Extrait fourni —
################
Migration et asile : C’est compliqué

Plus d’arrivées que l’année dernière, pas assez de logements disponibles et beaucoup de personnes détenues au centre de rétention : les ministres Asselborn et Cahen ont fait un bilan de l’année 2017 en termes de migration et d’asile.

Les ministres Asselborn et Cahen ont fait leur traditionnel bilan de l’année passée en termes de migration et d’asile. (Photo : MAEE)

C’est sur fond de – petite – polémique quant aux conditions de vie dans la Structure d’hébergement d’urgence au Kirchberg (Shuk) que les ministres Asselborn et Cahen ont donné leur traditionnelle conférence de presse de clôture de l’année dernière en matière de migration et d’asile. La structure, réservée aux demandeurs et demandeuses d’asile débouté-e-s ou tombant sous le coup des règlements Dublin en attente de leur expulsion, avait été critiquée par l’association « Passerell ».
################
Consigne 1 —
Recopiez fidèlement le passage de l'article sur la migration et l'asile qui va de "Migration et asile" jusqu'à "l’année 2017 en termes de migration et d’asile.".
Consigne 2 —
D'après l'article sur la migration et l'asile, quelle association avait critiqué la Structure d'hébergement d'urgence au Kirchberg ?
Consigne 3 —
Poursuivez l'article sur la migration et l'asile à partir de l'endroit où il s'arrête.

Données fournies —
################
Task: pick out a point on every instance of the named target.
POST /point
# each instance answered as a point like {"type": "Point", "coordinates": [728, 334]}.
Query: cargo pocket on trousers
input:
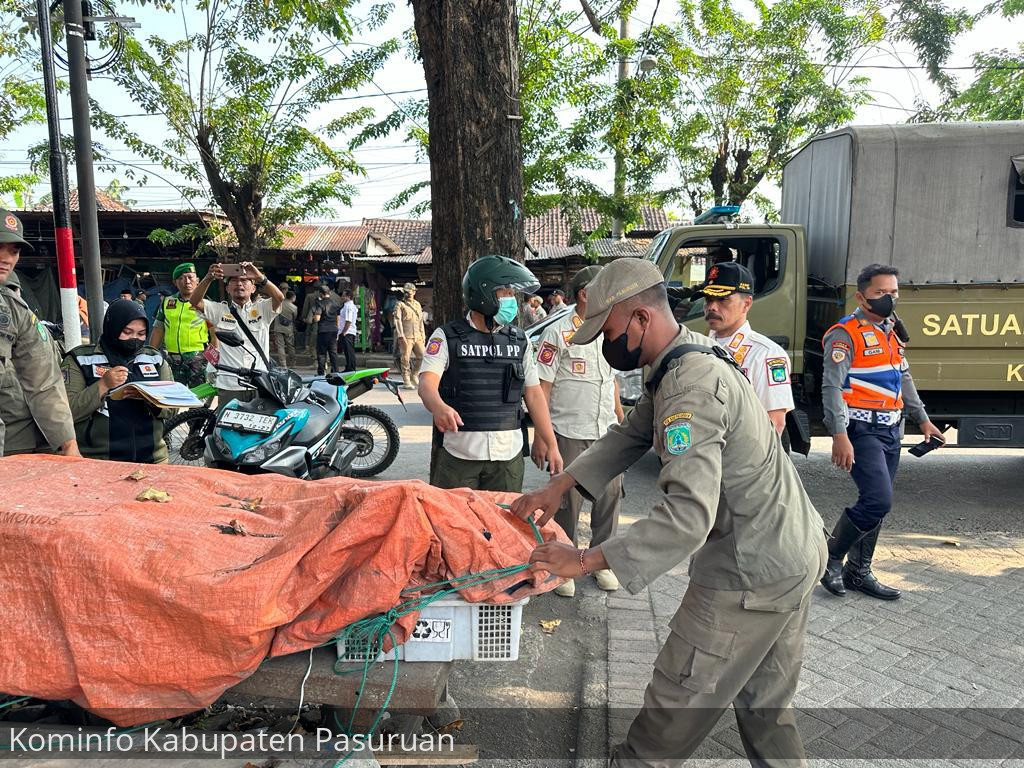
################
Résultat de l'exercice 1 —
Migration et asile : C’est compliqué

Plus d’arrivées que l’année dernière, pas assez de logements disponibles et beaucoup de personnes détenues au centre de rétention : les ministres Asselborn et Cahen ont fait un bilan de l’année 2017 en termes de migration et d’asile.

Résultat de l'exercice 2 —
L'association « Passerell ».

Résultat de l'exercice 3 —
Des 606 personnes assignées à la Shuk depuis son ouverture le 1er avril 2017, 351 ont disparu et 41 ne s’y sont pas du tout présentées. 54 ont été transférées vers un autre État membre de l’Union européenne. 95 personnes y étaient toujours présentes au 31 décembre.

Devant la presse, Jean Asselborn a affirmé que la Shuk n’était qu’une « structure provisoire » et a appelé de ses vœux l’ouverture d’une « maison de retour » – une structure d’ailleurs prévue par l’accord de coalition et réclamée par certaines associations.

Une crise dans la crise

La crise du logement a de sérieuses incidences sur la gestion des arrivées de réfugié-e-s au Luxembourg – c’est une des conclusions de la conférence de presse de mardi. 47 pour cent des habitant-e-s des structures d’accueil sont en effet des bénéficiaires de protection internationale, auxquel-le-s le statut de réfugié-e a donc déjà été accordé. En octobre 2016, ils/elles ne représentaient encore qu’un tiers des habitant-e-s des structures d’accueil, selon les dires du directeur de l’Olai.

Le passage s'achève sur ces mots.